## WORK TO COMPLETE:
For the word "zebra", count the lines in the records below that include it and give only that number.

## RECORDS FOR THIS TASK:
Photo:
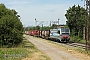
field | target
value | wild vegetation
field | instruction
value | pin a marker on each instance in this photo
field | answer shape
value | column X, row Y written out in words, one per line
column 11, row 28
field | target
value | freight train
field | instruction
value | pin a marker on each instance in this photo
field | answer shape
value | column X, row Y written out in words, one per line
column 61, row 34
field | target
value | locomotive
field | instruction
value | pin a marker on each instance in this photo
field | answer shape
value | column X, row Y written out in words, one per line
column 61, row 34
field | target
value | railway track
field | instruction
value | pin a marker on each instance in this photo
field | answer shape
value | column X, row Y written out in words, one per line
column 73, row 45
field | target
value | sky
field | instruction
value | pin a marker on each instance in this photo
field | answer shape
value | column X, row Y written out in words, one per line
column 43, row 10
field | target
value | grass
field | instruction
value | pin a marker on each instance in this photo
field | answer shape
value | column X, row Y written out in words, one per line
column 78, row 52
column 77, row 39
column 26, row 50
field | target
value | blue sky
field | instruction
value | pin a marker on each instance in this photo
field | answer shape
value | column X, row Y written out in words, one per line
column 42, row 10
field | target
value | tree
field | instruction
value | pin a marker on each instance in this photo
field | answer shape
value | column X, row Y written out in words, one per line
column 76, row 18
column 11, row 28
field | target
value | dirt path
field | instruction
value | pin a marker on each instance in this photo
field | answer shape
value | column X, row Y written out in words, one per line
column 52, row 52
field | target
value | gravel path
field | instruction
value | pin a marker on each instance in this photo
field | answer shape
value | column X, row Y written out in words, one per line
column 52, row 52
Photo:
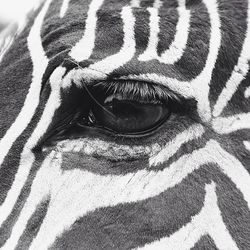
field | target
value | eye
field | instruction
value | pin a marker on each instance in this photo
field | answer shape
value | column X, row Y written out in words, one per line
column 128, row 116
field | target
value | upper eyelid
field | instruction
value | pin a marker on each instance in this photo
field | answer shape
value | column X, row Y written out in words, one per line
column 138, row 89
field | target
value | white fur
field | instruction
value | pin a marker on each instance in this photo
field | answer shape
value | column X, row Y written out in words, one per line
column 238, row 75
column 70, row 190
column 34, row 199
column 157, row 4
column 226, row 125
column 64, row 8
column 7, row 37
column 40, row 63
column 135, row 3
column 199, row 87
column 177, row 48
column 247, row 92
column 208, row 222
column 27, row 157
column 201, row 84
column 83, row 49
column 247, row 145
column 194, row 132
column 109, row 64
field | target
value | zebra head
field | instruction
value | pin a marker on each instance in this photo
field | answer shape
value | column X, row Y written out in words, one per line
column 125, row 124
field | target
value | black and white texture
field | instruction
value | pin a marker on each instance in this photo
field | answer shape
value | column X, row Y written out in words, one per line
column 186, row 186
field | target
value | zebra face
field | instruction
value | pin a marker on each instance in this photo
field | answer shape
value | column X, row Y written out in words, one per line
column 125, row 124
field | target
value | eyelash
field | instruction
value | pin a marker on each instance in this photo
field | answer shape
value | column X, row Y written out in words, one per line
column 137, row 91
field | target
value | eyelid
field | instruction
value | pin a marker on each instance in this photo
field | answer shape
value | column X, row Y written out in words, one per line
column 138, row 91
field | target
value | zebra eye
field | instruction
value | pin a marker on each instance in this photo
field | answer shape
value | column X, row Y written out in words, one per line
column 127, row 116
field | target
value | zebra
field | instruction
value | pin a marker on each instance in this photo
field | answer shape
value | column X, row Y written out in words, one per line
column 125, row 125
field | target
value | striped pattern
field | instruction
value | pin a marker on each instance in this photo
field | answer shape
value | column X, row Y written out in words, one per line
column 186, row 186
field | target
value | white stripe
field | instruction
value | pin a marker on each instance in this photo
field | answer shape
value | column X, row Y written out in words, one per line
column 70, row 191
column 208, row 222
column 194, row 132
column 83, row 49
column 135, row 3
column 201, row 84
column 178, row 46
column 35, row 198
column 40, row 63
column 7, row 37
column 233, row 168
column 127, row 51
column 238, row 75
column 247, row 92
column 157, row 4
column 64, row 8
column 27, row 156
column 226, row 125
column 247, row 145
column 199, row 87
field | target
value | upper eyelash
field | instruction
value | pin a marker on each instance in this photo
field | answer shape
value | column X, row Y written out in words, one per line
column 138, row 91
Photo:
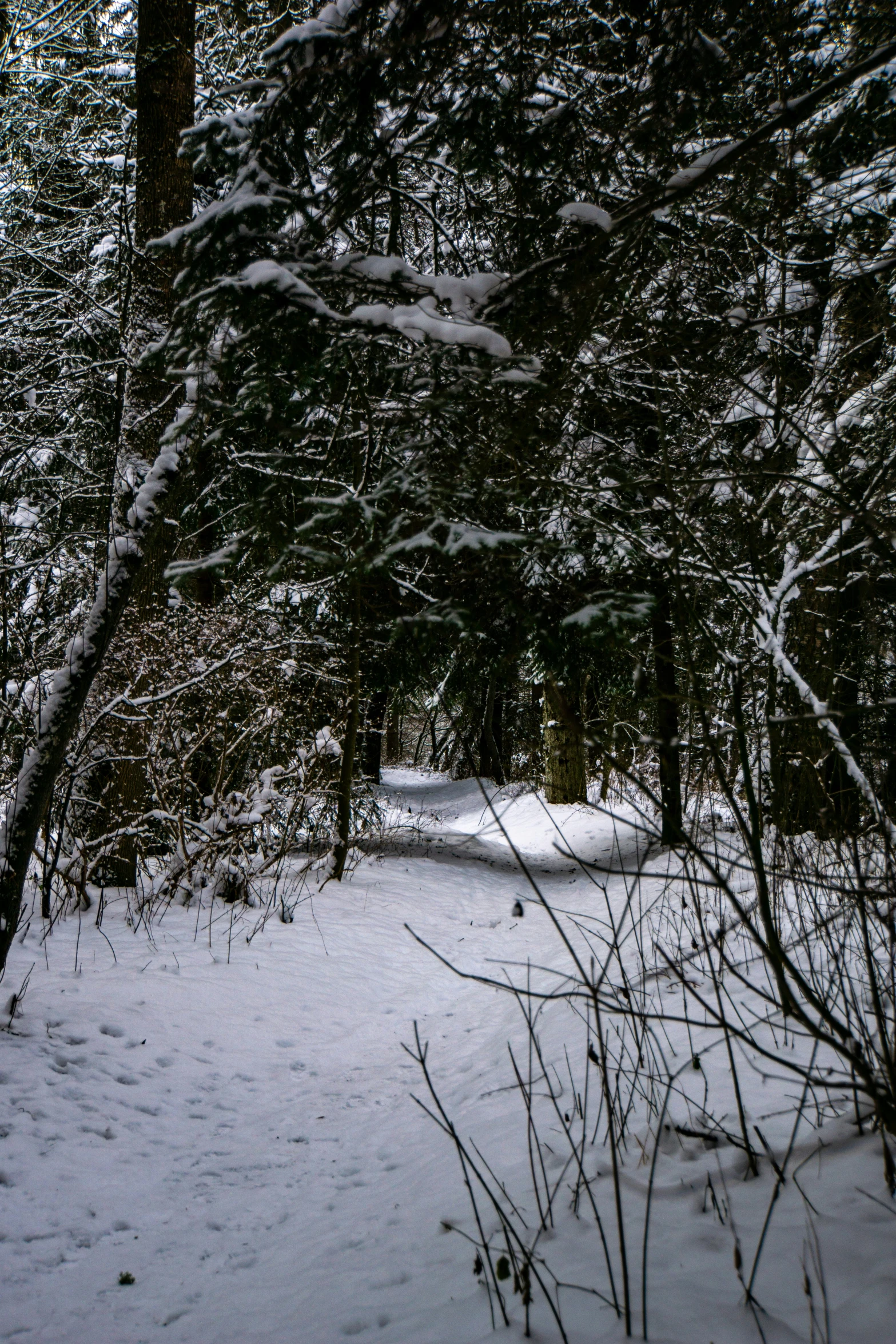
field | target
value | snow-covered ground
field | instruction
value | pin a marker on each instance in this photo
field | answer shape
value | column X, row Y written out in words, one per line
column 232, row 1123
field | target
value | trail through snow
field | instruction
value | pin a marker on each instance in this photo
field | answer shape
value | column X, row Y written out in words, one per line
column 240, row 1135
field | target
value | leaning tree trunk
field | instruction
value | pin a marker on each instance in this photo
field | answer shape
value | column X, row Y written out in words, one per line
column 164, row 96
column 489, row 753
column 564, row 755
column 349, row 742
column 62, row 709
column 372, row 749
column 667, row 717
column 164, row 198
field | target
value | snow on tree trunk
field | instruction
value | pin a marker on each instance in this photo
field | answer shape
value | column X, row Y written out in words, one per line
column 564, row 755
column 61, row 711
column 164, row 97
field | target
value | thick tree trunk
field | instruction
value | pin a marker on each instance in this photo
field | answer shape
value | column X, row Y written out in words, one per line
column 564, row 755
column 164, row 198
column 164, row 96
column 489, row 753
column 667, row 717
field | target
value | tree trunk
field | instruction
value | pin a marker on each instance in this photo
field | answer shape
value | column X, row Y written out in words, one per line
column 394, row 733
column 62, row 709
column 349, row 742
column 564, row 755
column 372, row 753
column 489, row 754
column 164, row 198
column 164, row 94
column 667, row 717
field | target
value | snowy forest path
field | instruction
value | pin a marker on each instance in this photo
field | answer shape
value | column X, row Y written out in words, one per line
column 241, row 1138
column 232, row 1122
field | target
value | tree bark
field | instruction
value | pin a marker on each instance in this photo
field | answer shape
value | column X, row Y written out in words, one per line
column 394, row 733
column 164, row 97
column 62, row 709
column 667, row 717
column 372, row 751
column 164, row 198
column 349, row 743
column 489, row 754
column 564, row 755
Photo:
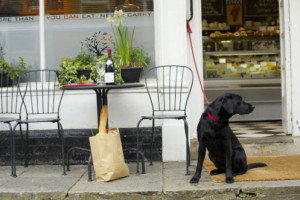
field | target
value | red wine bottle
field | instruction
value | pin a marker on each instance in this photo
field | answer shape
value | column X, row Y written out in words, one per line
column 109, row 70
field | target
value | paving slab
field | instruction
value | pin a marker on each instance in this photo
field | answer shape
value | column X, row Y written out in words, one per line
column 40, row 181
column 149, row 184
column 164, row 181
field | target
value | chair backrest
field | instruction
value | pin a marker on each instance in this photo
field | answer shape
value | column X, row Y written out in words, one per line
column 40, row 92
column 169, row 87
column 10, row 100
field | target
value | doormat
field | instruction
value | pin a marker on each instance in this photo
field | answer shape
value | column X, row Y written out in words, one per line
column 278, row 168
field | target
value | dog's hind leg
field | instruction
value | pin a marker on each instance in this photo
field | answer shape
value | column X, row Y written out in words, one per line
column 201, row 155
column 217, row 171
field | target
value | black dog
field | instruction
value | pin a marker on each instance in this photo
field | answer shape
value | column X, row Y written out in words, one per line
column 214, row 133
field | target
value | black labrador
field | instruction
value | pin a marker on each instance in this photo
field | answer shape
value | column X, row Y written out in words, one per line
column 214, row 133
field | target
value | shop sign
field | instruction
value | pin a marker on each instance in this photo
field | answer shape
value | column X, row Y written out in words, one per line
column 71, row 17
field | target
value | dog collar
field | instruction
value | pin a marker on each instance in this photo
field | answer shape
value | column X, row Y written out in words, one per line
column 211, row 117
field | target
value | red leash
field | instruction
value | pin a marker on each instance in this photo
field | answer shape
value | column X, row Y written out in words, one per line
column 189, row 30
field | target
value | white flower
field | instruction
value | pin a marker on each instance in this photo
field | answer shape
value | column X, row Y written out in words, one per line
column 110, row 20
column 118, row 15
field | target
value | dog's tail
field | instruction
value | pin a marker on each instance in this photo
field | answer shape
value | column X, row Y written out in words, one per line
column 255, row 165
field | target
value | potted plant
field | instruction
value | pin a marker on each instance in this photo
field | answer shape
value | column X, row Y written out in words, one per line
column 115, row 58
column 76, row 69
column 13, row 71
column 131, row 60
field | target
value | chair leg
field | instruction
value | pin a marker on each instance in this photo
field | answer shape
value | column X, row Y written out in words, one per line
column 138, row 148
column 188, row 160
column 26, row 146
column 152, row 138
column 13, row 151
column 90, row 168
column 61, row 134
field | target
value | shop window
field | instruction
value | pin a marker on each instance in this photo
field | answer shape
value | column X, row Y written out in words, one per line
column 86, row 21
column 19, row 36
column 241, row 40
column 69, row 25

## TASK ANSWER:
4